-- begin Extracted information --
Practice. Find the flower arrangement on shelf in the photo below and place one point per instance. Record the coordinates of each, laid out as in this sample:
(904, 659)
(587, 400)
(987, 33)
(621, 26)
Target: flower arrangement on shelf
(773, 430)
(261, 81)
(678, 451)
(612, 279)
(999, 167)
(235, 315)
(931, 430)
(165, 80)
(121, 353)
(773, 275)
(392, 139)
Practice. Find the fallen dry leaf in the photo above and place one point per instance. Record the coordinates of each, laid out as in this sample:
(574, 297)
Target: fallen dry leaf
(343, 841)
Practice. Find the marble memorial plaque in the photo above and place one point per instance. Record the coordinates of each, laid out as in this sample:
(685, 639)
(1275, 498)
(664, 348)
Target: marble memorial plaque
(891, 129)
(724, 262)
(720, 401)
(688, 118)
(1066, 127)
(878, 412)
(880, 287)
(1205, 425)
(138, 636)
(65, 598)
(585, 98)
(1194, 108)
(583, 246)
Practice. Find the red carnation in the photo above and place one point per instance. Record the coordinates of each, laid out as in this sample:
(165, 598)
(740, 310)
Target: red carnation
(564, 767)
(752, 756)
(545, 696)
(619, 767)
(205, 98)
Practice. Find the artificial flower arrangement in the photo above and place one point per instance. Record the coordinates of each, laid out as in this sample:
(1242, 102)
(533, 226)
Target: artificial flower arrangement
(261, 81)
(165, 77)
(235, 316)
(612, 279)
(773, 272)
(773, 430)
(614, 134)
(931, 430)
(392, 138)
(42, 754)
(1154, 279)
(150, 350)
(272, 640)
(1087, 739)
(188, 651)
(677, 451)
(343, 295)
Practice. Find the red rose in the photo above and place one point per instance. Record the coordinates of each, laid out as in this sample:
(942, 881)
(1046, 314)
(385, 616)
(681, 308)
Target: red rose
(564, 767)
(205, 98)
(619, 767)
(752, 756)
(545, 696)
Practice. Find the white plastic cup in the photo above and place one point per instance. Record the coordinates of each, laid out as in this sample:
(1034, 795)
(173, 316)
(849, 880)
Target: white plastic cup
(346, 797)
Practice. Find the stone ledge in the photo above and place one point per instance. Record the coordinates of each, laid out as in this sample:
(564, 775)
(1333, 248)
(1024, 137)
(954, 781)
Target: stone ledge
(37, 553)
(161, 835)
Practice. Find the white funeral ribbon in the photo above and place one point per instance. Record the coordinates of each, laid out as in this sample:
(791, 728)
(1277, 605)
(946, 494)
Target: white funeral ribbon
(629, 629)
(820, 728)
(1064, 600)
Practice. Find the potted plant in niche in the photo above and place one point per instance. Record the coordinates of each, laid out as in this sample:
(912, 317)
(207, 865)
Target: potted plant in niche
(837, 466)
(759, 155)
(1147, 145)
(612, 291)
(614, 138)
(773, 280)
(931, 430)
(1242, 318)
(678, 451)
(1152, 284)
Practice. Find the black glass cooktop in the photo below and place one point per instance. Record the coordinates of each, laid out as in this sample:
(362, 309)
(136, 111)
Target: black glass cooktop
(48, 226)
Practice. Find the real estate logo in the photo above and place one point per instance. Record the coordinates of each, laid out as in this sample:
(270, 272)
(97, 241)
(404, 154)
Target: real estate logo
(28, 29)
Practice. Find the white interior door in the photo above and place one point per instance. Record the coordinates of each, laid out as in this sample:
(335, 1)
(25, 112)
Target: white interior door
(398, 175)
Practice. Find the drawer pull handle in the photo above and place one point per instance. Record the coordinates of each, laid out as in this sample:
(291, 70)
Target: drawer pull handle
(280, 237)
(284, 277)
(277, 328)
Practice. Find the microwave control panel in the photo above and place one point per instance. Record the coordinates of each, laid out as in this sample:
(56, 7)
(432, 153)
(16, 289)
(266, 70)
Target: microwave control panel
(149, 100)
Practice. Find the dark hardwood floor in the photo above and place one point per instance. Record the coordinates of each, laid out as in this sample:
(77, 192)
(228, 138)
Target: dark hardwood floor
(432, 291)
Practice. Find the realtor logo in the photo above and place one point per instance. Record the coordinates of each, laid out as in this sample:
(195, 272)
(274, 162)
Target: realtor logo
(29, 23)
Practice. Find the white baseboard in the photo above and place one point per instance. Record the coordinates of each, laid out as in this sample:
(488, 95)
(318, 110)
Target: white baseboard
-- end Extracted information --
Exercise directions:
Print all of the material above again, line for line, with no changes.

Final result:
Practice. Find the flower arrangement on shelf in the photo below and place one point per instance. Record the coordinates of each, laid out as in this sample:
(904, 659)
(587, 400)
(987, 33)
(621, 26)
Target: flower arrangement on shelf
(773, 430)
(261, 81)
(678, 451)
(612, 279)
(999, 167)
(235, 315)
(931, 430)
(165, 80)
(121, 353)
(773, 275)
(392, 139)
Practice. Find the fallen dry leaf in the photo above and place one point per instance. Record the coordinates of each, laid out as in this sample:
(574, 297)
Target: fallen dry leaf
(343, 841)
Practice. Find the marble memorial plaque in the photo above and place one point per instance. Record the coordinates of each, laid out as in this sample:
(685, 639)
(1275, 498)
(664, 348)
Target: marble memorial plaque
(891, 129)
(724, 262)
(720, 401)
(688, 118)
(1066, 127)
(878, 412)
(880, 287)
(1205, 425)
(138, 636)
(65, 598)
(585, 98)
(1194, 108)
(583, 246)
Practice. Find the red carnation in the photo above and place one point per instance. Record the coordinates of each, laid out as in this sample:
(165, 598)
(740, 310)
Target: red carnation
(564, 767)
(752, 756)
(545, 696)
(619, 767)
(205, 98)
Practice. Find the artificial flower arrangement in the photo above and place one point per instance. Record the coordinates of each, laid out as in this sample:
(1242, 102)
(533, 226)
Target: artificial flower arrangement
(261, 81)
(165, 77)
(235, 316)
(612, 279)
(773, 272)
(773, 430)
(614, 134)
(931, 430)
(392, 138)
(42, 754)
(1154, 279)
(150, 350)
(272, 640)
(1087, 739)
(188, 651)
(677, 451)
(343, 295)
Practice. Find the red rose in the photo above and place one point per instance. Record the coordinates of each, laid out as in this sample:
(942, 881)
(1046, 314)
(385, 616)
(681, 308)
Target: red rose
(564, 767)
(205, 98)
(619, 767)
(752, 756)
(545, 696)
Practice. Find the white plastic cup in the photo above and place one point per instance. Record the coordinates of each, laid out as in this sample:
(1034, 795)
(173, 316)
(849, 880)
Target: white plastic cup
(346, 797)
Practice. Find the stone ledge in the photo above and place one point per instance. Record the coordinates of each, laid out as in this sample:
(564, 775)
(1333, 248)
(1024, 137)
(954, 781)
Target: stone ledge
(37, 553)
(161, 835)
Practice. Find the white funeral ribbon in the photo above and place one point per instance. Record the coordinates of each, laid out as in this sample:
(791, 728)
(1277, 605)
(946, 494)
Target: white funeral ribbon
(629, 629)
(820, 728)
(1064, 600)
Practice. Find the potted plant in niche in the photo above and place one point per instance. Record the coordinates of each, laid out as in this sample:
(912, 317)
(207, 865)
Target: potted plant in niche
(837, 466)
(759, 155)
(1147, 145)
(612, 291)
(614, 138)
(773, 280)
(931, 430)
(1242, 318)
(678, 451)
(1152, 284)
Practice. Find the black glass cooktop in the photo below and place one point per instance. Record the coordinates of each, laid out as in this sample:
(362, 309)
(136, 111)
Target: black glass cooktop
(48, 226)
Practice. Find the real estate logo in the photo above and place one point per instance. Record the coordinates of each, laid out as in this sample:
(270, 272)
(97, 241)
(404, 154)
Target: real estate logo
(28, 29)
Practice. Find the white interior door in the photo above and place one point per instance. Record the coordinates of each, laid out as in this sample:
(335, 1)
(25, 112)
Target: white interior door
(398, 175)
Practice. Find the drawer pull handle in the photo above and place one point per instance. Record the coordinates of each, laid out as in this sample:
(291, 70)
Target: drawer pull handle
(280, 237)
(284, 277)
(277, 328)
Practice. Find the microwave control panel in the photo above and place one point per instance. Record the coordinates of each, laid out as in this sample:
(56, 7)
(432, 153)
(16, 289)
(266, 70)
Target: microwave control panel
(149, 100)
Practice. Find the dark hardwood floor in the photo above and place one point per instance. Record the coordinates of each, laid out as in this sample:
(77, 192)
(228, 138)
Target: dark hardwood floor
(432, 291)
Practice. Find the realtor logo in the photo above and place one point per instance. Record the coordinates of each, laid out as in this sample:
(195, 272)
(274, 162)
Target: realtor logo
(29, 23)
Practice. Find the white baseboard in the photo above and place one point per instance. Record the coordinates of each, laid out as in this sample:
(488, 95)
(318, 110)
Target: white baseboard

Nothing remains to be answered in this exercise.